REQUEST> Copy the entries below word for word, leaving every line unchanged.
* BEGIN RECORD SET *
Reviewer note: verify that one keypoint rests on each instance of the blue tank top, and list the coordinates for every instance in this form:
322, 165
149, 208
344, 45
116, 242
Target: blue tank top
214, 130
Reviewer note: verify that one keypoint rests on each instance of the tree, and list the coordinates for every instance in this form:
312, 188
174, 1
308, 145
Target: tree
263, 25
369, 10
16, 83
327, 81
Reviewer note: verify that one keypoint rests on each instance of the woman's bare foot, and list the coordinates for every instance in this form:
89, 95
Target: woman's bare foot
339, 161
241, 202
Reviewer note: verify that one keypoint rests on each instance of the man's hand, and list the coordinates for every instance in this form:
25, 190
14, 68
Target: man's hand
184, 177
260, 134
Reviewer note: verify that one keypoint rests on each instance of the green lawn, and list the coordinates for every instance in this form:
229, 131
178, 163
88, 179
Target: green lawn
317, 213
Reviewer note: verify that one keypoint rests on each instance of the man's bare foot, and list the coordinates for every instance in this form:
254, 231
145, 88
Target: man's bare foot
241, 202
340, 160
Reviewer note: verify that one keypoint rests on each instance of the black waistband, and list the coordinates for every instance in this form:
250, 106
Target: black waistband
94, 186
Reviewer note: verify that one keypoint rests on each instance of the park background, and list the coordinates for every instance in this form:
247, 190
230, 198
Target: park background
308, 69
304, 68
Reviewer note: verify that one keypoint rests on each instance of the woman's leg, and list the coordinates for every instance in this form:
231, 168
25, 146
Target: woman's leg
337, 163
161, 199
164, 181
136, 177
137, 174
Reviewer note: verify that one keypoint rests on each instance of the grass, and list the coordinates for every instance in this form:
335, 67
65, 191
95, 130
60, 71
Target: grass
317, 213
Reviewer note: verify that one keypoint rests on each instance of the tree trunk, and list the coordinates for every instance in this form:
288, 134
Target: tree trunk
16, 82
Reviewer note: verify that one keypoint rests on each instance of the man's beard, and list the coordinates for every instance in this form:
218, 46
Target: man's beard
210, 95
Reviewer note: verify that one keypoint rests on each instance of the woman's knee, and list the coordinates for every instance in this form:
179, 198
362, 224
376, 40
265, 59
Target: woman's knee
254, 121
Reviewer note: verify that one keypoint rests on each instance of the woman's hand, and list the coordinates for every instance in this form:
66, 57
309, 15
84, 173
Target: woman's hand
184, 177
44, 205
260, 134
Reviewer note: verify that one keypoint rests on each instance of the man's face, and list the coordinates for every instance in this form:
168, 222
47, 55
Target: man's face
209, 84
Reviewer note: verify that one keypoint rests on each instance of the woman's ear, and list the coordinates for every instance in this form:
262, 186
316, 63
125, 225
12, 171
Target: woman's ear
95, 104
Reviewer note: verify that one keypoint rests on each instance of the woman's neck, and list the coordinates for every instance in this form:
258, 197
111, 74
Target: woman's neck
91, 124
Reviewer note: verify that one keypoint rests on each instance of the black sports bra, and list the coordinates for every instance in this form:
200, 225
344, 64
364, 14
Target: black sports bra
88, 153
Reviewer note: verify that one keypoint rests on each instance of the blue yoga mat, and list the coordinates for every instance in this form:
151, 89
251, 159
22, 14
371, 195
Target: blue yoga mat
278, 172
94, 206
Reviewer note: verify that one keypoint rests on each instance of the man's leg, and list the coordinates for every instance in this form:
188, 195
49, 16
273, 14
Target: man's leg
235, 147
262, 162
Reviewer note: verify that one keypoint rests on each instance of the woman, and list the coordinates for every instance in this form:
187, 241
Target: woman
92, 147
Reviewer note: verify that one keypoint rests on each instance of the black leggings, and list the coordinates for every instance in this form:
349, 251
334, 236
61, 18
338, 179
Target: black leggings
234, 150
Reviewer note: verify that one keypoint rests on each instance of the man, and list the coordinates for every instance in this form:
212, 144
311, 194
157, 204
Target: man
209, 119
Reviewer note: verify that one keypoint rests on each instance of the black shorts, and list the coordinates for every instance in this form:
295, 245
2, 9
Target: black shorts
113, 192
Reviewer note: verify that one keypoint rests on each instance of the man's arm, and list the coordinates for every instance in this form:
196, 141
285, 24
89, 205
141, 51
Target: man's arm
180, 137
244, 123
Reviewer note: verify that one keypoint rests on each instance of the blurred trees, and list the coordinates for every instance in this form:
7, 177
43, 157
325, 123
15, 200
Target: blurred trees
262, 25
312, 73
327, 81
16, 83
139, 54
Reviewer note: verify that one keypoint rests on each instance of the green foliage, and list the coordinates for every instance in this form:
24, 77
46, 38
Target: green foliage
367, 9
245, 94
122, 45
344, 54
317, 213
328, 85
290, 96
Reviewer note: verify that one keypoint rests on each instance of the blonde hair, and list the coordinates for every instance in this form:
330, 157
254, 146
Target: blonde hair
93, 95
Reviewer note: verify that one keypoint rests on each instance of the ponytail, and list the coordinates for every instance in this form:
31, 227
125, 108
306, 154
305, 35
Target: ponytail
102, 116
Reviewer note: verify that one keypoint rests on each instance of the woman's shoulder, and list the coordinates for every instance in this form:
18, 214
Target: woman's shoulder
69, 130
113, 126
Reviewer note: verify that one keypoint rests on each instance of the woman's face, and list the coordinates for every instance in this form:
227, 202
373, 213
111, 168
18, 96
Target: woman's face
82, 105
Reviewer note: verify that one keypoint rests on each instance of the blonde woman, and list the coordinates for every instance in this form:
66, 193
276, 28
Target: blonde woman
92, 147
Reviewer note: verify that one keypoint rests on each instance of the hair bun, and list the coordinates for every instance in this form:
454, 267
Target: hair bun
* END RECORD SET *
TASK ANSWER>
Reviewer note: verify that one keypoint rests on each instance of the blue tank top, and list the coordinates for every instance in this form:
322, 165
149, 208
344, 45
116, 242
Target: blue tank top
214, 130
Reviewer note: verify that one keypoint rests on each instance of the tree, and list the coordinates for every instance in this form:
312, 188
174, 1
308, 145
Target: tree
263, 25
369, 10
16, 83
327, 81
Reviewer note: verify that one keypoint rests on each instance of the woman's bare foot, and list the coordinates for every instance in this form:
89, 95
Target: woman's bare foot
339, 161
241, 202
Reviewer note: verify that one keypoint rests on each instance of the man's hand, and list the coordinates for every instance in this form:
25, 190
14, 68
Target: man's hand
184, 177
260, 134
Reviewer note: verify that one keypoint rests on each instance of the green lawn, and list the coordinates for every instance in this form:
229, 131
178, 163
88, 179
Target: green lawn
317, 213
Reviewer note: verify that one keypoint rests on each instance of the man's bare foot, and list the coordinates for every instance in this form:
254, 231
145, 88
Target: man's bare foot
241, 202
340, 160
Reviewer note: verify that one keypoint rests on each instance of the black waistband, and list the coordinates for every instance in this form:
250, 106
Target: black waistband
94, 186
Reviewer note: verify that one keypoint rests on each instance of the park background, and list the coordinates for every instance in this form:
247, 190
230, 198
Target: park background
308, 69
304, 68
Reviewer note: verify that one keypoint rests on each instance of the woman's leg, and list the coordinates for every instance in this form:
231, 168
25, 146
Target: woman's leg
337, 163
161, 199
164, 181
136, 177
137, 174
Reviewer note: verify that one keypoint rests on each instance of the grass, and list the coordinates for every instance in this form:
335, 67
65, 191
95, 130
60, 71
Target: grass
317, 213
Reviewer note: verify that one keypoint rests on each instance of the tree trunk, and list the coordinates for every instance in this form:
288, 134
Target: tree trunk
16, 82
Reviewer note: verify that one keypoint rests on each instance of the man's beard, and list the coordinates for every instance in this form:
218, 46
Target: man's beard
210, 95
Reviewer note: verify that one keypoint rests on each instance of the woman's knee, and list the coordinates for every instance in this form:
179, 198
362, 224
376, 40
265, 59
Target: woman's knee
254, 121
Reviewer note: verify that one keypoint rests on each instance of the woman's hand, and list the coordinates for every instance in this form:
66, 57
309, 15
84, 173
Target: woman's hand
184, 177
44, 205
260, 134
Reviewer note: verify that one keypoint rests on each instance of the man's face, and list the coordinates for every instance in this form:
168, 222
47, 55
Target: man's face
209, 84
Reviewer note: verify that one keypoint rests on each instance of the woman's ear, and list the coordinates for every instance in this form:
262, 186
316, 63
125, 225
12, 171
Target: woman's ear
95, 104
Reviewer note: verify that one keypoint rests on each instance of the woman's neck, and list the coordinates for every instance in this form:
258, 197
111, 74
Target: woman's neck
91, 124
Reviewer note: verify that one keypoint rests on each instance of the black sports bra, and list the coordinates for every instance in this form:
200, 225
344, 64
364, 14
Target: black sports bra
88, 153
Reviewer note: verify that one keypoint rests on each instance of the blue yoga mat, and list the coordinates for every instance in this form:
151, 89
251, 159
22, 14
371, 195
Target: blue yoga mat
278, 172
94, 206
Reviewer note: verify that one keypoint rests on each instance of the man's leg, and list the coordinates for every instance in this form:
188, 195
49, 16
273, 14
Target: man's leg
235, 147
262, 162
Reviewer note: verify that one keypoint rests on each instance of the woman, and list the coordinates for every instance in this form:
187, 241
Target: woman
92, 147
Reviewer note: verify that one keypoint rests on each instance of the black leggings, and list the coordinates for every instance in this form:
349, 251
334, 236
61, 18
338, 179
Target: black leggings
234, 150
Reviewer note: verify that one keypoint rests on each instance of the man, and list the coordinates for every instance in this form:
212, 144
311, 194
157, 204
Target: man
209, 119
Reviewer note: verify that one keypoint rests on each instance of the black shorts, and list the coordinates for every instance in this form:
295, 245
2, 9
Target: black shorts
113, 192
Reviewer note: verify that one keypoint rests on each instance of the man's arm, and list the coordinates for every instance in this form:
196, 141
285, 24
89, 205
141, 51
Target: man's arm
180, 137
244, 123
Reviewer note: verify that one keypoint rests on each instance of the blurred trees, and list the coordinates for every instance in this form:
7, 177
43, 157
325, 123
15, 200
Target: blurred trees
262, 25
312, 73
327, 81
16, 83
139, 54
Reviewer note: verify that one keypoint rests on each instance of the green foliage, and list the coordinates for every instance in this form:
24, 77
46, 38
Target: green foliage
367, 9
245, 94
122, 45
344, 54
317, 213
328, 85
290, 96
Reviewer note: verify that one keypoint rests on each instance of the blonde hair, and list the coordinates for every instance in this form:
330, 157
254, 146
Target: blonde hair
93, 95
Reviewer note: verify that one keypoint rests on each instance of the ponytail, and list the coordinates for every instance in this form:
31, 227
125, 108
306, 154
305, 35
Target: ponytail
102, 116
Reviewer note: verify that one keypoint rests on each instance of the woman's shoulder, and list the coordinates for every instance in this form:
18, 214
Target: woman's shoulder
69, 130
113, 126
Reviewer note: verify that one keypoint rests on each instance of the woman's face, and list the coordinates for every instance in this form:
227, 202
373, 213
111, 168
18, 96
Target: woman's face
82, 105
Reviewer note: verify that one keypoint rests on each instance of the blonde woman, and list the coordinates for every instance in this form:
66, 193
276, 28
Target: blonde woman
92, 147
Reviewer note: verify that one keypoint rests on each instance of the hair bun, and list the coordinates for every instance in this form:
454, 267
Target: hair bun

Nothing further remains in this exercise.